**DOCUMENT TEXT:**
How to Find the first and last addresses in subnet 500.

?

Any Solution on it?please provide me..Thank in advance…

Ahmed – in answering Kulas’s question about finding the subnet of 100.20.0.0/21, shouldn’t the mask be 255.255.248.0? I can get the broadcast of 100.20.7.255, last of 100.20.7.254, but I can’t get the 1st?

Hi Everyone:

I am stuck with this question here… I am new to this so having a lot of trouble in finding out the way around. My question is, given an ip address 17.212.89.111 and that each subnet has been designed to accommodate 700 hosts:

a. What is the subnet mask in dotted decimal and slash notation?

b. How many usable hosts are there per subnet?

c. What is the network and the broadcast address of the subnet the specified host belongs to?

Ravi,

Hope I got this right.

Question B: The power of 2 shows at position 10 you have the number 1024. (2^h-2=hosts) or (2^10-2=1022) The next lowest is 512 which is lower than your required 700.

Question A: So 10 bits for the host part. Look at this,

Class A gives you 8 bits for the network

Using 10 bits for the host leaves a remaining 14 bits for the subnets (subnets available= 2^s=subnets or 2^14=16384)

nnnnnnnn.ssssssss.sssssshh.hhhhhhhh

For the slash notation just count from the left to right till you get to the hosts = 22 or 8+8+6=22 (255.255.252.0)

17.212.89.11/22 or 17.212.89.11 255.255.252.0

Question c: Now armed with the above solutions you can do the math Linglom shows us to get

subnet – 17.212.88.0

broadcast – 17.212.91.255

I checked it with the subnet calculator and it shows true.

Hope it helps,

Scott

Hi Scott:

Thank you for your reply, your response is highly appreciated. However if you could show me a detailed calculation it would be greatly appreciated as I am new to this so I am not able to understand what you have shown in the answers above. For example, why we having a 10 bit host etc… if that could be shown here in this space then it would make my life much easy…

I look forward to your explanation…

Thank you so very much for your response.

Regards,

Ravi

Ravi,

to get the 10 bit host, use the powers of 2 like this:

1×2=2

2×2=4

2×4=8

2×8=16

2×16=32

2×32=64

2×64=128

2×128=256

2×256=512

2×512=1024 and so on…. (I referred to this as position 10 for my own convenience)

Now you have your 10 bit position for the hosts.

How else may I help?

Scott

(Linglom, please check these things. Don’t let me show Ravi wrong. I am just answering his questions because I need the challenge.)

Hi Scott:

Thanks again for your response, however here are my few questions again:

1. As per your calculations is it 1024 valid IP’s available?

2. Can you show me a detailed calculation of my last question that is how to find the subnet and broadcast IP addresses?

I know I am asking too much here but I am really getting into it… and trying to figure out with some easy calculations/maths to figure out the answers to my questions… Hope you would understand… All I need is a step by step calculation of my aforesaid questions as I am new to networking and IP addressing, it will be a pleasure to know the in-depth way of calculating the IP addresses etc… I know Linglom has shown it with an easy math but since I am new to all this I am not able to get it…

Your response would be highly appreciated.

**CHALLENGE:** Edit the subnetting forum thread starting at "Thanks again for" and ending at "broadcast IP addresses?", with "detailed" replaced by "full". The listing that comes next has no connection to the subnetting forum thread.

(Entries from an annotation dataset)
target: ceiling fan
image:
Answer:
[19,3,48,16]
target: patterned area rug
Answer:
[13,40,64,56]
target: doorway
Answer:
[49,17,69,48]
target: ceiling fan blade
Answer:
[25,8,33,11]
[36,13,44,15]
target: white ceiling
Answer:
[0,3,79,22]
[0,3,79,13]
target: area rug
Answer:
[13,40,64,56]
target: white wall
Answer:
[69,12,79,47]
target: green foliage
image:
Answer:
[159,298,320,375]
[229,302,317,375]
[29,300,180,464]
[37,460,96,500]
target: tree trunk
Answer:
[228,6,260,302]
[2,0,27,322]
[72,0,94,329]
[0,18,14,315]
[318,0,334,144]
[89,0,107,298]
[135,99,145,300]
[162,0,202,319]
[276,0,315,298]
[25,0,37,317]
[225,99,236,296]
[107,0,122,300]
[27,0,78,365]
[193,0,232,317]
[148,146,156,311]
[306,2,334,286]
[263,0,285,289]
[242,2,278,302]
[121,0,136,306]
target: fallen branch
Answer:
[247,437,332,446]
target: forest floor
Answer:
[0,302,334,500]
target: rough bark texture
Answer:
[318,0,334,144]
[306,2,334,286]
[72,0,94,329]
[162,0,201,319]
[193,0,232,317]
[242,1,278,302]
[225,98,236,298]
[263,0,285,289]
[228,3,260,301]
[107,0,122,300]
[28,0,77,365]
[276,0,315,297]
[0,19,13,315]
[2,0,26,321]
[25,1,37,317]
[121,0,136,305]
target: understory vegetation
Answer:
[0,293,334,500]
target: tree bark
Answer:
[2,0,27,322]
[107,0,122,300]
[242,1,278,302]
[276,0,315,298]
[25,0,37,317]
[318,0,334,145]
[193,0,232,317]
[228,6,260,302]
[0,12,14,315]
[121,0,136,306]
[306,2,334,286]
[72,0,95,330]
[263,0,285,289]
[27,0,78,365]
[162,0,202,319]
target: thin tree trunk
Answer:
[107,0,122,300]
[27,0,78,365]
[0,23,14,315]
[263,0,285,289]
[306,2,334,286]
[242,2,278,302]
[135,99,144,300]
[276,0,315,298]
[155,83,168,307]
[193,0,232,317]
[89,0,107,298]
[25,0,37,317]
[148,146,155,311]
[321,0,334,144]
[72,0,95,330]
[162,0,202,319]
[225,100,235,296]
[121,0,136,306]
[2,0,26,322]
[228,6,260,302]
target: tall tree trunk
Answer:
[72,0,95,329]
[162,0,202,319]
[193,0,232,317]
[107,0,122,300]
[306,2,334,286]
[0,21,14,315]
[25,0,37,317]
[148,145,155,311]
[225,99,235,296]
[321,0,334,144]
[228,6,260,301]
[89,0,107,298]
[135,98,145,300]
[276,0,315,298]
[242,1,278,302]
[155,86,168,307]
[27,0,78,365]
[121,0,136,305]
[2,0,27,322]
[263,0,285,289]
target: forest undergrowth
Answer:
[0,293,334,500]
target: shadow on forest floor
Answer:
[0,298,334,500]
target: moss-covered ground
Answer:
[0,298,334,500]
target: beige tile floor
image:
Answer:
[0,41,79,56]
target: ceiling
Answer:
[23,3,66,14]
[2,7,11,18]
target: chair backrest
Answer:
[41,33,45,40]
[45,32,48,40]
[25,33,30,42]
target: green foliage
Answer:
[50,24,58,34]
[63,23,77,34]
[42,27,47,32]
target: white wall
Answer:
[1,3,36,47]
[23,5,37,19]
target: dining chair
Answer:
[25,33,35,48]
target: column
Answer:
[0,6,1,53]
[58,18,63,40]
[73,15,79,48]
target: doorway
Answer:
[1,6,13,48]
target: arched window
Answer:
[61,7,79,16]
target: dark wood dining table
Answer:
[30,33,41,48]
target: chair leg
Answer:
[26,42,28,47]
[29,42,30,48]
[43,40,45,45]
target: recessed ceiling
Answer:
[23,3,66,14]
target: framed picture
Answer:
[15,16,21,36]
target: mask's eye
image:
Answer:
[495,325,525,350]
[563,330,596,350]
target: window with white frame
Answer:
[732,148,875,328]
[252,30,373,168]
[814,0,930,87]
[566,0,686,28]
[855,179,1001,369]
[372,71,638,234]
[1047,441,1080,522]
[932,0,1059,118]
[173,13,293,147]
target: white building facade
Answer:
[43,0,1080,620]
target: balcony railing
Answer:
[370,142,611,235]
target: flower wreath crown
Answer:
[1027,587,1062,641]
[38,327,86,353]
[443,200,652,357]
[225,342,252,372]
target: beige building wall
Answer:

**FULL OUTPUT:**
Thanks again for your response, however here are my few questions again:

1. As per your calculations is it 1024 valid IP’s available?

2. Can you show me a full calculation of my last question that is how to find the subnet and broadcast IP addresses?